Dataset excerpts:
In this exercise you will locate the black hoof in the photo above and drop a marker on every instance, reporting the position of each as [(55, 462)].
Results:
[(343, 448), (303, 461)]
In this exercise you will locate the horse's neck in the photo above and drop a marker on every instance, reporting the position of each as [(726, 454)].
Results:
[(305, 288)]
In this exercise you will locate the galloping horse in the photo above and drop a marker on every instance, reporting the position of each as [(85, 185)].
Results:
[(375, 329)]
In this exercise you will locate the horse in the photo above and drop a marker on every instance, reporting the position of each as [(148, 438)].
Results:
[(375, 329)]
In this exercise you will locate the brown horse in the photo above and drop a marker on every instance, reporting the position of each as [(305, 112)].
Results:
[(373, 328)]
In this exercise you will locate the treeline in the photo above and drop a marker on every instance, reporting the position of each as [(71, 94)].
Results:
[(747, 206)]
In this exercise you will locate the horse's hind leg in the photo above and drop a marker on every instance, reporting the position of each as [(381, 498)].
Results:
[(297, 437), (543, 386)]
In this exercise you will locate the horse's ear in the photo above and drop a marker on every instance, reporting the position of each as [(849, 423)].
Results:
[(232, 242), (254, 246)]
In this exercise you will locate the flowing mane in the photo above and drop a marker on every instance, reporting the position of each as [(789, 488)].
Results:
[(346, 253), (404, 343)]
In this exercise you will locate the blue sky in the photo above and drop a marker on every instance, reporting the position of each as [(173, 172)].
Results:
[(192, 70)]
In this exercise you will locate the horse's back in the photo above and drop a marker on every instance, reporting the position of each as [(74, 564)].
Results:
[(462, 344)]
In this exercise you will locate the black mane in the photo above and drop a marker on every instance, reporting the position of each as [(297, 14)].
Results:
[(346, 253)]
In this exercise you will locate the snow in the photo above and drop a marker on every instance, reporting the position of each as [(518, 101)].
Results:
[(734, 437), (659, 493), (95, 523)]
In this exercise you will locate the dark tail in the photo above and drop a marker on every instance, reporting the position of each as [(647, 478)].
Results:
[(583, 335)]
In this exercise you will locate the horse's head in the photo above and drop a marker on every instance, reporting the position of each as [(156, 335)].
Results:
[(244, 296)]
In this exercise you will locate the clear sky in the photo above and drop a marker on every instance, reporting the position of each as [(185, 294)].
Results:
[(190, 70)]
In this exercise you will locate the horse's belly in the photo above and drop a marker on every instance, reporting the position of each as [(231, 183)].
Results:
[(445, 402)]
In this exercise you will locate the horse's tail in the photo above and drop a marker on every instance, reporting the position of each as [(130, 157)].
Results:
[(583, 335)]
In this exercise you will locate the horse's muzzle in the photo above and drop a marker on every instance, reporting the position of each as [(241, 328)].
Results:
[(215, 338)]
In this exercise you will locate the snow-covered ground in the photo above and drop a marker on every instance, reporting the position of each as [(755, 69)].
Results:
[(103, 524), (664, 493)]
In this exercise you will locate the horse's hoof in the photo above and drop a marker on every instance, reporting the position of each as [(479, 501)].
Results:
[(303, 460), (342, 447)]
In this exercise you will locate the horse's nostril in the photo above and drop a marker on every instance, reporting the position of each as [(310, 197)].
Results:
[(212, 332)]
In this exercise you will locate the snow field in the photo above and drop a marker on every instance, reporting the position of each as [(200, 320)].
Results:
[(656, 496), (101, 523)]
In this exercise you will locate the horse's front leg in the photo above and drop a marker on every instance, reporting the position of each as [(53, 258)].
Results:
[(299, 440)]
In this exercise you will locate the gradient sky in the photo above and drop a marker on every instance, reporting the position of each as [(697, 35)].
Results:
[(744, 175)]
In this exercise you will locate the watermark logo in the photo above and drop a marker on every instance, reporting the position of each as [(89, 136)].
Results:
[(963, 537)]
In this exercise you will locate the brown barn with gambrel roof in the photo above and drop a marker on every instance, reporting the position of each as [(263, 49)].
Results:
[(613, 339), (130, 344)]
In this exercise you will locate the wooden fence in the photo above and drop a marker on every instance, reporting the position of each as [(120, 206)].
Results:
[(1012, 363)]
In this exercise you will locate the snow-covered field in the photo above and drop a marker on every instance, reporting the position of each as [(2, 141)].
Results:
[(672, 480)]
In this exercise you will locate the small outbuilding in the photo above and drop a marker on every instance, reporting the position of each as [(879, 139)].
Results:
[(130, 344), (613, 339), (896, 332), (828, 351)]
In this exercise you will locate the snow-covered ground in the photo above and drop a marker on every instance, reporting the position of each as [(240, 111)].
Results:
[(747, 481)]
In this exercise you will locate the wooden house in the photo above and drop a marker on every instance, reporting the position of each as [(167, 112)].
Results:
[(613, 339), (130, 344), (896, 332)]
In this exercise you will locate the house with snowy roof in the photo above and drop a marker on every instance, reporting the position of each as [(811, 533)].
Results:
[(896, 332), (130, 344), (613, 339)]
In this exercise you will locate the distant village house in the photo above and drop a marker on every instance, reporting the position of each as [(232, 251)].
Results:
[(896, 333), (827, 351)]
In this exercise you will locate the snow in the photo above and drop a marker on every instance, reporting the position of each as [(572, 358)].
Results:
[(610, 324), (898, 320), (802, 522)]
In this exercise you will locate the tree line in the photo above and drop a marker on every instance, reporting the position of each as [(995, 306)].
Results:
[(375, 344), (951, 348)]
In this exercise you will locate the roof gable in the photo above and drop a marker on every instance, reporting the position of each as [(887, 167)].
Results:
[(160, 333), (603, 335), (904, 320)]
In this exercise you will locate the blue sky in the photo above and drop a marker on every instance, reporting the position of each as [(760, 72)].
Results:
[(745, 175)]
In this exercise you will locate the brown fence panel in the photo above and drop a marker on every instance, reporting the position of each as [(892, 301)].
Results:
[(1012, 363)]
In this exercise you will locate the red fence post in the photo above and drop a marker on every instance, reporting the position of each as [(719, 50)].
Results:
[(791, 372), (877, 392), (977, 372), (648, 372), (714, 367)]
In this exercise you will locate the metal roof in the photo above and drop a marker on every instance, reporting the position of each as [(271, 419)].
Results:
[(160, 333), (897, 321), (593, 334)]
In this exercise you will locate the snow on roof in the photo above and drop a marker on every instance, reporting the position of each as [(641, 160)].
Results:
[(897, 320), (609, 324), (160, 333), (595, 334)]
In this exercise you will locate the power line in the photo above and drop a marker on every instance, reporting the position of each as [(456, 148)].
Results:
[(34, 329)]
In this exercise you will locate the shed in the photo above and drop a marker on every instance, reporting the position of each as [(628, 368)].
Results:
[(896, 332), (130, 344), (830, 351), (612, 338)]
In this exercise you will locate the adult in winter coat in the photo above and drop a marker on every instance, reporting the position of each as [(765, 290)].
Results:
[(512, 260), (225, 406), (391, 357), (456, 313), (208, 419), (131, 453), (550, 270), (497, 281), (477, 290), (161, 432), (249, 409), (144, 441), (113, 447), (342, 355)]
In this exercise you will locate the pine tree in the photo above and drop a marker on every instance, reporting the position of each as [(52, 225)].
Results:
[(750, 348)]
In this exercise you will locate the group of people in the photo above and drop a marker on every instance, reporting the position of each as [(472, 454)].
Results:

INSTRUCTIONS FOR THE TASK:
Lines with the string "field": say how many appear in the entries above, giving the number alone.

ANSWER FOR THE TASK:
2